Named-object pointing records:
________________________________________
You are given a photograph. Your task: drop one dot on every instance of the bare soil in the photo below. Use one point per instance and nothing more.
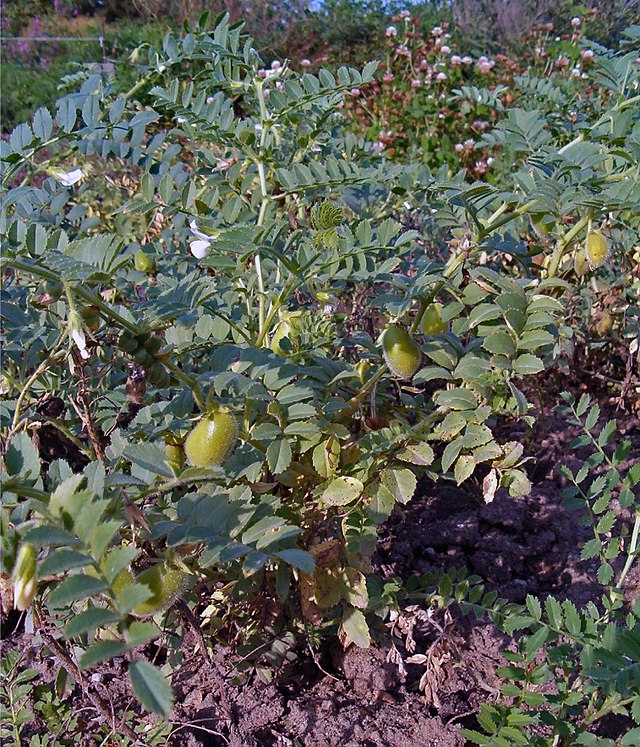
(362, 698)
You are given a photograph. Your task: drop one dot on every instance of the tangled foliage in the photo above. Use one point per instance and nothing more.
(201, 409)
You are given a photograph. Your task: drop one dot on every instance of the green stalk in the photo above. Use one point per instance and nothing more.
(87, 295)
(30, 382)
(562, 244)
(188, 381)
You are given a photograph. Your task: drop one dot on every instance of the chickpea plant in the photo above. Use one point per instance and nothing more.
(226, 375)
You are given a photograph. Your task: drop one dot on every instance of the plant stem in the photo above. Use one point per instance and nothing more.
(562, 244)
(188, 381)
(30, 382)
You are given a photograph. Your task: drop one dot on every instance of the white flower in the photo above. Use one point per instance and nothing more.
(197, 232)
(69, 178)
(200, 249)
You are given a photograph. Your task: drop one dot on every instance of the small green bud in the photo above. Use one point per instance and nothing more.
(25, 582)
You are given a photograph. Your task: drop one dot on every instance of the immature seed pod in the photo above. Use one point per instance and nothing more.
(580, 264)
(174, 455)
(91, 317)
(401, 352)
(282, 331)
(145, 262)
(212, 439)
(602, 323)
(166, 583)
(122, 581)
(154, 345)
(128, 342)
(362, 368)
(596, 248)
(431, 323)
(25, 582)
(159, 376)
________________________________________
TASK GOAL -> Rewrite every item above with "drop one dot" switched to "place one marker" and everything else kept the same. Leave the pictures out of your answer.

TASK OUTPUT ->
You are given a photograph. Your task: place one marker on every instance of the bare soil in the photo below. Use one point per instance and nothing more.
(362, 698)
You are given a photograph. Your task: place one marker on every instance of the tangled foliage in the photo above. Use one point per instance and nothing more.
(201, 409)
You are given a photograph. Your task: place one marker on every instance of the green stalk in the photo above. Use one point per instance and nothing more.
(87, 295)
(30, 382)
(562, 244)
(188, 381)
You are given a photograph. Your task: place one marker on every instance of the chickpea plant in the photo above. Use one point per instance and nothing more.
(226, 375)
You are given a photograph. Your task: place one marker on every instance of the plant stem in the photo above. Use one point per instance and nothing more.
(562, 244)
(188, 381)
(30, 382)
You are given a photograph. Your task: place one marker on every instance of the white flower in the photo above. Use one point per instance and nothing more.
(197, 232)
(69, 178)
(200, 249)
You are given a photograph. Your task: place one marker on every instance of the small green bud in the photo above. Use one point per instance and nothing more.
(25, 582)
You are given a photograph. Your task: place one marker on every instance of the immature seed pod in the photo above. Use one point per instance and nothing more.
(580, 264)
(174, 455)
(91, 317)
(401, 352)
(282, 331)
(145, 262)
(212, 439)
(602, 323)
(166, 583)
(122, 581)
(154, 345)
(128, 342)
(362, 368)
(596, 248)
(431, 323)
(25, 582)
(159, 376)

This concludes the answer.